## Start SOURCE MATERIAL
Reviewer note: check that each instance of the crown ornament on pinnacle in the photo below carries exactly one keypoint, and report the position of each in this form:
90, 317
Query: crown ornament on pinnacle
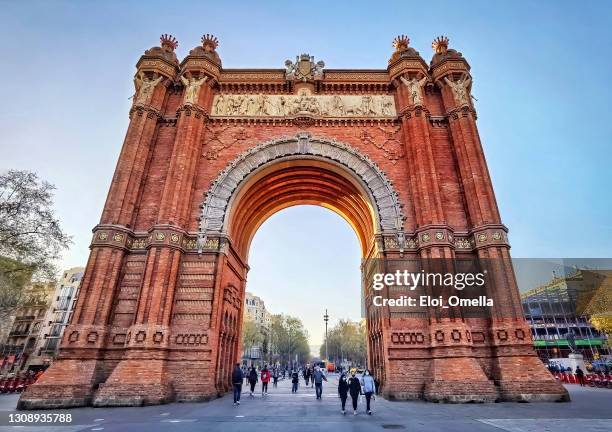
401, 42
209, 42
168, 41
440, 45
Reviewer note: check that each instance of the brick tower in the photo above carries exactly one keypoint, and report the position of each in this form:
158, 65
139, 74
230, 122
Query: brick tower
210, 153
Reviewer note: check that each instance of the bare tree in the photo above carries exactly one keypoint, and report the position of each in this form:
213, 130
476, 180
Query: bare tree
31, 238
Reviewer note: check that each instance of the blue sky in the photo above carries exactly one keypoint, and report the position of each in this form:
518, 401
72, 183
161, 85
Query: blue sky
541, 69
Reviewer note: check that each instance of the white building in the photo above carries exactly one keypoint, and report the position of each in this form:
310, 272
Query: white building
255, 310
59, 313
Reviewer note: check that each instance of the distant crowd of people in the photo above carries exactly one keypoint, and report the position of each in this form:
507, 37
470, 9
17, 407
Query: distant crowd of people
314, 376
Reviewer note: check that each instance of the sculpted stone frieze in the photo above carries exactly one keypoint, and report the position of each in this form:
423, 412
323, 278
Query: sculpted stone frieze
144, 88
217, 200
329, 106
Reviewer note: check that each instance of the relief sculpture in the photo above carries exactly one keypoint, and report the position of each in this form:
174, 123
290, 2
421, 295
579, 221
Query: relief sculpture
237, 105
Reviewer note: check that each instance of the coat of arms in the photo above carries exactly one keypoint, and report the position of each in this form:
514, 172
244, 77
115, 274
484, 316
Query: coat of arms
304, 68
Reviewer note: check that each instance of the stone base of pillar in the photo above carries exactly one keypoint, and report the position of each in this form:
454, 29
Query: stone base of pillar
136, 383
467, 391
459, 380
525, 379
65, 384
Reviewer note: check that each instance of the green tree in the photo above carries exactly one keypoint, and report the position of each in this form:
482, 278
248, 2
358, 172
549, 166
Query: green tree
288, 338
31, 238
346, 341
252, 334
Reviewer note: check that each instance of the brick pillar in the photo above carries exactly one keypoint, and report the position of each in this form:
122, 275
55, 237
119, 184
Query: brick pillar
142, 376
447, 354
82, 363
514, 366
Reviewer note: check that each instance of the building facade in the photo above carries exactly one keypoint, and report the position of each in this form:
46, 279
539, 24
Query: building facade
59, 314
255, 311
211, 152
564, 306
20, 351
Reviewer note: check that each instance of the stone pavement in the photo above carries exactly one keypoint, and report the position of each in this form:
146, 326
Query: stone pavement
589, 411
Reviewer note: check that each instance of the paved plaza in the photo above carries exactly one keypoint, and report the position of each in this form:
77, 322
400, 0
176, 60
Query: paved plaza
590, 410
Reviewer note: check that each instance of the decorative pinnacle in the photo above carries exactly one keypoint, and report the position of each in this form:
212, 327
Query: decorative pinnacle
168, 41
401, 42
209, 42
440, 44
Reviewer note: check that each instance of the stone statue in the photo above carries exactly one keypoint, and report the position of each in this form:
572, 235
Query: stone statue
571, 342
415, 87
192, 89
459, 89
317, 69
336, 107
220, 105
290, 69
386, 107
144, 88
367, 106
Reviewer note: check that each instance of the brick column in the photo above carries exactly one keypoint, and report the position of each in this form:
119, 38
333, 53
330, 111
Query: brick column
142, 376
450, 350
81, 363
514, 366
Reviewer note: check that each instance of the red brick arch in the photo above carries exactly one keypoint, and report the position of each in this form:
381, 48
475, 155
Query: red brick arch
160, 306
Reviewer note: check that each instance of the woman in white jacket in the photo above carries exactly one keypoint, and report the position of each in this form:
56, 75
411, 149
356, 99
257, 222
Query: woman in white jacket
369, 388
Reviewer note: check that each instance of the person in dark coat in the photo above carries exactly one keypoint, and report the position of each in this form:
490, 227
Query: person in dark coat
252, 379
318, 377
580, 376
354, 390
343, 391
295, 379
237, 378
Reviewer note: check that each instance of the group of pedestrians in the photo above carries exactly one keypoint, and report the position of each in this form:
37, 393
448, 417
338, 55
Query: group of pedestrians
355, 387
347, 384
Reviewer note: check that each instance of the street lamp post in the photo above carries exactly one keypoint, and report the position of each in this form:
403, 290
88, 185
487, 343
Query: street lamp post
326, 318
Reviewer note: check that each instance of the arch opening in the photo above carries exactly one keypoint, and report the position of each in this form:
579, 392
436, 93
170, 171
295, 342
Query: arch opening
300, 170
299, 181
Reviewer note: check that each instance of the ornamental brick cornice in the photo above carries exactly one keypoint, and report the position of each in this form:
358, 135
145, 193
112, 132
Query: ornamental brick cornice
188, 110
458, 112
445, 236
252, 76
449, 66
323, 122
116, 236
157, 65
141, 109
407, 65
490, 235
201, 65
412, 111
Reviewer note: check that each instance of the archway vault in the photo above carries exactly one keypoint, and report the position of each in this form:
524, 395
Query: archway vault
300, 170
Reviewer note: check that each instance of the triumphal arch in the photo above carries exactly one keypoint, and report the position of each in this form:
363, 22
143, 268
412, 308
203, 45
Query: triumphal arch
210, 153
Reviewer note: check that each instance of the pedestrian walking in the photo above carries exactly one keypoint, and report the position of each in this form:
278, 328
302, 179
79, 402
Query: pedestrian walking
295, 379
343, 391
237, 377
265, 379
580, 376
354, 390
311, 371
368, 388
252, 379
318, 377
275, 377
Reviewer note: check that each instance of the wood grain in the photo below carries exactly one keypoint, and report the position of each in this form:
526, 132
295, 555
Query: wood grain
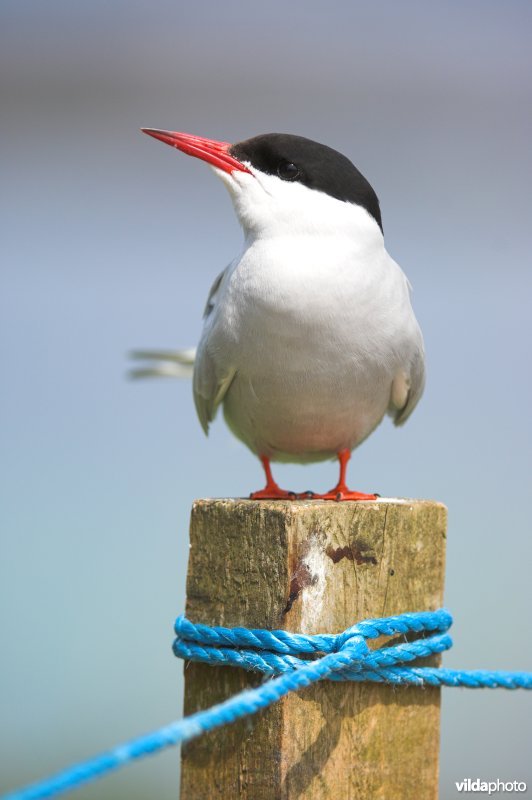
314, 566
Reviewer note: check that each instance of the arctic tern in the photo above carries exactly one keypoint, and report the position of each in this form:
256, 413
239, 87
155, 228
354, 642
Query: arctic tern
309, 336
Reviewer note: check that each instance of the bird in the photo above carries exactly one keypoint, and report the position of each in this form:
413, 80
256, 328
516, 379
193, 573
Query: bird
309, 336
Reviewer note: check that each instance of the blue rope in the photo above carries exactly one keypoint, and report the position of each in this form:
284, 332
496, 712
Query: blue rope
292, 661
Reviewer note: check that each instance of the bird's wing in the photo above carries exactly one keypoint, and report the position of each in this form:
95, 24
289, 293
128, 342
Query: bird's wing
213, 372
163, 363
407, 388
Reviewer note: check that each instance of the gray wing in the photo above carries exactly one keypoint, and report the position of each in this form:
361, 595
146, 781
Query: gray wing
213, 374
407, 389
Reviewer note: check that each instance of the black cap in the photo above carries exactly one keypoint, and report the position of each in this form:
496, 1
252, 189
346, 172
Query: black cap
294, 158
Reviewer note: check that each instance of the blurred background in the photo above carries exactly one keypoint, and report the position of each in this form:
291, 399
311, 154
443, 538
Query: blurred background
110, 241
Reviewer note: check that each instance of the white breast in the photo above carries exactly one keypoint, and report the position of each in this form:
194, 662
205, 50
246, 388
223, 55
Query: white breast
316, 328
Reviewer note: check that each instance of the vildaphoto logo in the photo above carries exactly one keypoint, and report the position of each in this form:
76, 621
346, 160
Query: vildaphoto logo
489, 787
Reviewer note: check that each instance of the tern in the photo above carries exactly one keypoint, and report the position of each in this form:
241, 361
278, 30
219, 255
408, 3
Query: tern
309, 336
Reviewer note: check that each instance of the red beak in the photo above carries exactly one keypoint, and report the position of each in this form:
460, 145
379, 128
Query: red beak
209, 150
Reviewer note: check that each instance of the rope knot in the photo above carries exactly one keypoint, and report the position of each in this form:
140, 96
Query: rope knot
343, 656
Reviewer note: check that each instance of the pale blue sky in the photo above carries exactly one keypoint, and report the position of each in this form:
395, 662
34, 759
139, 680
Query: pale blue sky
110, 241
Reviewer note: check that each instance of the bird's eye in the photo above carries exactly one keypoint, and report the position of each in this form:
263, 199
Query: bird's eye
287, 171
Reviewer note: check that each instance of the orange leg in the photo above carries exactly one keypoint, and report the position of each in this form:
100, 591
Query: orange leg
340, 491
271, 491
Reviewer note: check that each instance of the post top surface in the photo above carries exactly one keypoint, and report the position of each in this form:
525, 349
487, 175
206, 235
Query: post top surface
292, 505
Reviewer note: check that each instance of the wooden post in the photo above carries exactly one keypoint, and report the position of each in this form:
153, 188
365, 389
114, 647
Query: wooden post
314, 567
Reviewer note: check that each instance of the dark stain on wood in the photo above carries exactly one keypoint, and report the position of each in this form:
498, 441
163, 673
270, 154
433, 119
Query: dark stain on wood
353, 552
301, 577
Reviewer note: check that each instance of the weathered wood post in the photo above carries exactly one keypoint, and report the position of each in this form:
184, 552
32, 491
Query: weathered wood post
314, 567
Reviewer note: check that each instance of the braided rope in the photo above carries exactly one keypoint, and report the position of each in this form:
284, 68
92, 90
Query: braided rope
296, 661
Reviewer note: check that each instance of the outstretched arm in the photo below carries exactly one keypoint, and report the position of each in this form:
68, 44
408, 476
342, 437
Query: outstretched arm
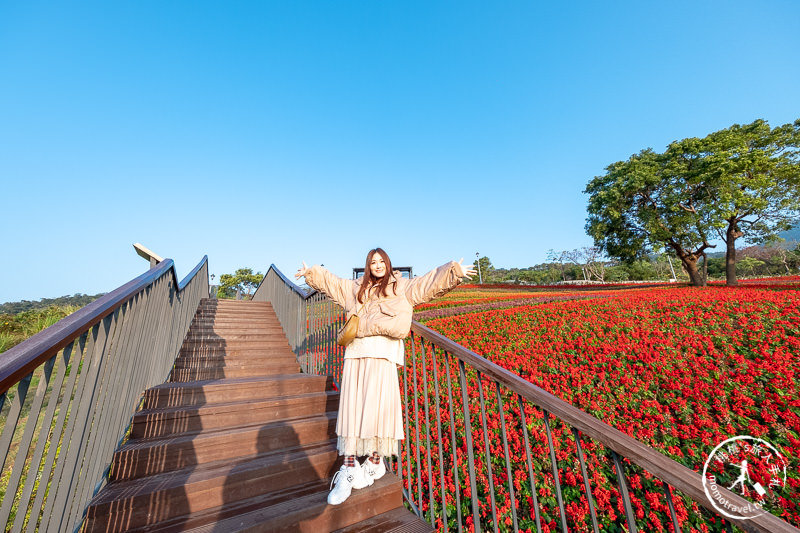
437, 282
322, 280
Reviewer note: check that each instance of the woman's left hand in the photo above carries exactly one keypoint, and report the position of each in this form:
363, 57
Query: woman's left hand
467, 271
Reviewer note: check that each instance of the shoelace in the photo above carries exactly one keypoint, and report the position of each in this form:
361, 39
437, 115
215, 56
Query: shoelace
336, 478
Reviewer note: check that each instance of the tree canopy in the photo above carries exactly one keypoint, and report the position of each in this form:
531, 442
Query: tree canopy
743, 181
242, 281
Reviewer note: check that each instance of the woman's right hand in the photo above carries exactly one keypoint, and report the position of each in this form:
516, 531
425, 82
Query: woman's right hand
301, 272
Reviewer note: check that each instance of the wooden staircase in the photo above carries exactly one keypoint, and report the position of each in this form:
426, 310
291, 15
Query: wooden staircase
238, 440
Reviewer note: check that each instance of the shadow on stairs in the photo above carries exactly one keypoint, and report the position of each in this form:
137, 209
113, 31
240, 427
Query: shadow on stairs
238, 440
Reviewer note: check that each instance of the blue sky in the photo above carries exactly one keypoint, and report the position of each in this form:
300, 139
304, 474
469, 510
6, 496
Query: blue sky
275, 132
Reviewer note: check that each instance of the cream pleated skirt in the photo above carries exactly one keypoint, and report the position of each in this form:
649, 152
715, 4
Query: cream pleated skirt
370, 411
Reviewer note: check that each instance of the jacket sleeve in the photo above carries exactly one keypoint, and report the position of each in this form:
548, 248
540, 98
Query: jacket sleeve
332, 286
435, 283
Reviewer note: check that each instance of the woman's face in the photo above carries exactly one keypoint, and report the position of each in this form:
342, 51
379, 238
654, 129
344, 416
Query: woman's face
377, 267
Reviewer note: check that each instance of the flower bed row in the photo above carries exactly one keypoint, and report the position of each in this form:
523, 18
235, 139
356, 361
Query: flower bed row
680, 370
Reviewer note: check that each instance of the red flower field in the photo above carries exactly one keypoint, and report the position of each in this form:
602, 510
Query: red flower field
679, 369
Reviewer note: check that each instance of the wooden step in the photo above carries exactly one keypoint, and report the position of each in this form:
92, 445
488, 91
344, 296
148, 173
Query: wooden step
224, 351
194, 374
163, 497
221, 359
305, 509
171, 420
258, 342
399, 520
232, 390
139, 458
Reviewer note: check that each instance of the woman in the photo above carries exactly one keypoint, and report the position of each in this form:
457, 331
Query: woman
370, 421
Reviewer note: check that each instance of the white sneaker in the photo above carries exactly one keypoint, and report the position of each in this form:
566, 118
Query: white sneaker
346, 479
374, 471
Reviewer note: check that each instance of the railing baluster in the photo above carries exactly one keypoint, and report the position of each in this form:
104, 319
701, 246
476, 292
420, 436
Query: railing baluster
407, 440
12, 420
476, 516
453, 440
44, 438
509, 473
99, 426
554, 467
668, 493
59, 430
408, 490
586, 485
84, 415
23, 447
529, 459
488, 451
435, 364
623, 487
431, 505
416, 425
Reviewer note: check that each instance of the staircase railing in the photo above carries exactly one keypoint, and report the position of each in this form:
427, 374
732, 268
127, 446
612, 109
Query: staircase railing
309, 320
523, 461
68, 393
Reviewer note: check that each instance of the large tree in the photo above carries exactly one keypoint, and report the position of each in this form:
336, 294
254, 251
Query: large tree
743, 181
241, 282
752, 176
643, 205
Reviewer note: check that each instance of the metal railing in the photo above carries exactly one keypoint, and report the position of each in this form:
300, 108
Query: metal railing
68, 393
309, 320
487, 450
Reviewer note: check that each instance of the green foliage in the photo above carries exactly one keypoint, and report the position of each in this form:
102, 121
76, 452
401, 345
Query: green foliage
743, 181
16, 328
242, 281
76, 300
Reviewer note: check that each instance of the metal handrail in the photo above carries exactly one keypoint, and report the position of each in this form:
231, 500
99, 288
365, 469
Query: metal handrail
309, 320
425, 342
674, 474
88, 371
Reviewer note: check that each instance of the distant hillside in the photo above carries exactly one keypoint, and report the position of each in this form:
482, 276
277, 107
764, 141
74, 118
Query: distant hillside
12, 308
792, 234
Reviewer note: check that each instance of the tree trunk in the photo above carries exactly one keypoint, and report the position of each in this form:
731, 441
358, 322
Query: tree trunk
731, 234
689, 262
695, 276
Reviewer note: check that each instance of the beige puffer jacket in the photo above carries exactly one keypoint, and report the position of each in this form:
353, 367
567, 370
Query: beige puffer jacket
386, 315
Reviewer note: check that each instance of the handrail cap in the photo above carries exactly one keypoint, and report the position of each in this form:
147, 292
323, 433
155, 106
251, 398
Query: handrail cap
147, 254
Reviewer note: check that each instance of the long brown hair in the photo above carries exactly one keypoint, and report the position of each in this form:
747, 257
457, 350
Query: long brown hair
369, 280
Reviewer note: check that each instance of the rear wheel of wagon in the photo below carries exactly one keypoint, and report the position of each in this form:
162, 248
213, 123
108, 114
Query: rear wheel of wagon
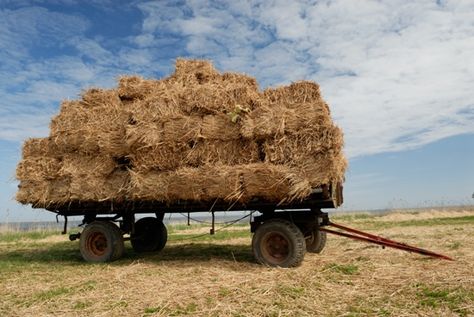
279, 242
149, 235
316, 242
101, 241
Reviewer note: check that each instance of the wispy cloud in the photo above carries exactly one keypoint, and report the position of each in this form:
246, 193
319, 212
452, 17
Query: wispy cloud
397, 74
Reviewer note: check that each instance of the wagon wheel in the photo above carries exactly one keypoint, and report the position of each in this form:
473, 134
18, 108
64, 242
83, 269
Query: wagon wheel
101, 241
316, 242
279, 242
149, 234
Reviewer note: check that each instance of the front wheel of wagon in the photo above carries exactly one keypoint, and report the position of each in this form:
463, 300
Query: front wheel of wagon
101, 241
279, 242
149, 235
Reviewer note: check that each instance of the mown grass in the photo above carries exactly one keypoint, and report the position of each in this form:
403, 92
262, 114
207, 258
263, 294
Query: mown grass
44, 274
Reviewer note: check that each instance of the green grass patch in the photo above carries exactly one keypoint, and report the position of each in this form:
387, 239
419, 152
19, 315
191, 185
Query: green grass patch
348, 269
456, 299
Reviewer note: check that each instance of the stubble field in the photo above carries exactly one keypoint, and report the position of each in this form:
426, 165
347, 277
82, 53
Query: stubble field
43, 274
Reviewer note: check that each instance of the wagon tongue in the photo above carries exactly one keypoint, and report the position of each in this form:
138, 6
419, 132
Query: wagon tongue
367, 237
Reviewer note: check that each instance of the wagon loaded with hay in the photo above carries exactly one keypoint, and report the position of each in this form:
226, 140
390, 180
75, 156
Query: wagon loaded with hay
197, 140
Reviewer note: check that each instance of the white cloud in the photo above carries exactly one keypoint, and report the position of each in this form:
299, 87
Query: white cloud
397, 74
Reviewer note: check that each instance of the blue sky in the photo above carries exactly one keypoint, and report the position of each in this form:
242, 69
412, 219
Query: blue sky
398, 76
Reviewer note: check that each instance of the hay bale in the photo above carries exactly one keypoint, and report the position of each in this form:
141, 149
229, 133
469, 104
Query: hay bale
90, 127
89, 187
136, 87
272, 120
295, 94
39, 147
43, 193
38, 168
161, 157
292, 149
198, 184
171, 156
195, 135
220, 127
234, 152
189, 72
214, 98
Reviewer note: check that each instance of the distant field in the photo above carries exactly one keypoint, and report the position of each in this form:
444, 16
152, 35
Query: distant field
42, 273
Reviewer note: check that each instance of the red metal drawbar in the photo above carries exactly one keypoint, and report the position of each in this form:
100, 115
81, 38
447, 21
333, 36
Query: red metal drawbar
367, 237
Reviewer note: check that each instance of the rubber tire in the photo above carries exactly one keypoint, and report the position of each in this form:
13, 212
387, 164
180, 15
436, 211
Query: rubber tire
108, 231
149, 235
317, 242
286, 230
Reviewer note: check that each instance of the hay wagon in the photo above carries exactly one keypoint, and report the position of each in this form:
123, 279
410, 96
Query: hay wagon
281, 233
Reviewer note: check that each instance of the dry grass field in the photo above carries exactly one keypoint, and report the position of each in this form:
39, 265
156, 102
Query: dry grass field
42, 274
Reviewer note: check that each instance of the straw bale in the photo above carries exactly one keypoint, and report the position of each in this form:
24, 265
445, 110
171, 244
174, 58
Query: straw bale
194, 72
38, 168
78, 166
270, 120
42, 193
167, 156
96, 97
157, 105
222, 152
89, 187
294, 94
266, 181
171, 156
219, 127
241, 79
195, 135
291, 149
199, 184
214, 98
89, 130
39, 147
324, 168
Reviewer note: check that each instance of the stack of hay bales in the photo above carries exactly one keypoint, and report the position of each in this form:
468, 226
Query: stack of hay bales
195, 135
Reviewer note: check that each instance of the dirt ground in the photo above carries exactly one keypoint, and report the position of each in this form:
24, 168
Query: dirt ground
44, 275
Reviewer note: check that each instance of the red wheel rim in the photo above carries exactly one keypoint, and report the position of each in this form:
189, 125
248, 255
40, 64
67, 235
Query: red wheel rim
275, 247
97, 244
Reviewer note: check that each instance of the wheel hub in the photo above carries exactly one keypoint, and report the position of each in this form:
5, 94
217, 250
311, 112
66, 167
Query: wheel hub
275, 247
97, 243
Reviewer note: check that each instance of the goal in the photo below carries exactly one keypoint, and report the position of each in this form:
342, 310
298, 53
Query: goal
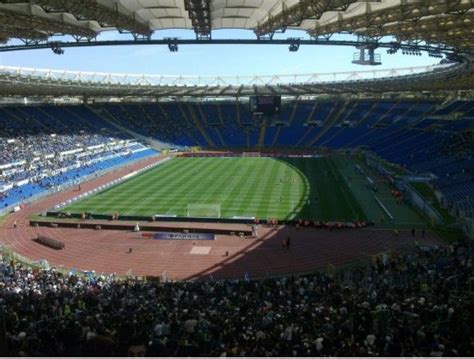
202, 210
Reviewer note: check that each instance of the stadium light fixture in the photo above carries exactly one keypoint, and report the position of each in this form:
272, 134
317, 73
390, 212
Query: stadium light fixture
294, 44
56, 48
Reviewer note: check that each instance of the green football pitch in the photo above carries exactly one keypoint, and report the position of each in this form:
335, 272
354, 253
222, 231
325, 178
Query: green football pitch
280, 188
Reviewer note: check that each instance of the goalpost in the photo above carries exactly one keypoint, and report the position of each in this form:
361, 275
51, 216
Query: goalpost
202, 210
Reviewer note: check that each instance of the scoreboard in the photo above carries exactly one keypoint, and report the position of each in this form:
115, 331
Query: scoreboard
265, 105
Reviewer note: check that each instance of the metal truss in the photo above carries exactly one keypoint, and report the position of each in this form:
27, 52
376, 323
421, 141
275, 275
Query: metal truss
419, 46
420, 19
303, 10
27, 24
200, 14
43, 83
117, 17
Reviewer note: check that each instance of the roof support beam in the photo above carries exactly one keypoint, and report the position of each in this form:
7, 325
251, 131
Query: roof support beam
294, 15
117, 17
200, 14
13, 21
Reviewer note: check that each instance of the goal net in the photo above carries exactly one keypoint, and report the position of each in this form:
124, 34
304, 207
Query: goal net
204, 210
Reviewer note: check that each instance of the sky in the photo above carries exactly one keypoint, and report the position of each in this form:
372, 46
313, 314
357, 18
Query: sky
206, 60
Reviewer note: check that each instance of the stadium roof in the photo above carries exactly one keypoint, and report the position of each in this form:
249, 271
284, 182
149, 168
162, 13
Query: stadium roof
43, 82
441, 21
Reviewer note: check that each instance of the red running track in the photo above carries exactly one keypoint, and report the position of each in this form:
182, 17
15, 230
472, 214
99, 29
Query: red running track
105, 251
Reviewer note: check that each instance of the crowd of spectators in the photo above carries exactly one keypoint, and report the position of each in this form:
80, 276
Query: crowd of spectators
418, 303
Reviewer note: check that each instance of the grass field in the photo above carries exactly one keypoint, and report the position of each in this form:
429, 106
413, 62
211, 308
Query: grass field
261, 187
284, 188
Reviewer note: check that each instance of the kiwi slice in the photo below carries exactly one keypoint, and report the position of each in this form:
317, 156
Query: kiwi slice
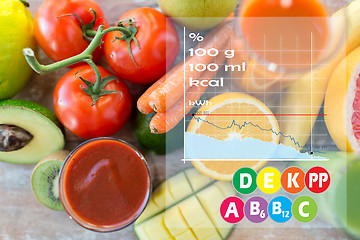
## End SOURCE MATERIAL
→ GOAL OF THE EXERCISE:
Please select every line in the items above that contains the word "pedestrians", matching case exactly.

→ RIGHT ANSWER:
Reviewer note: check that each instance of the group of pedestrians in the photo above carries exactly one keypoint, and report the position of each in this form:
Query: group of pedestrians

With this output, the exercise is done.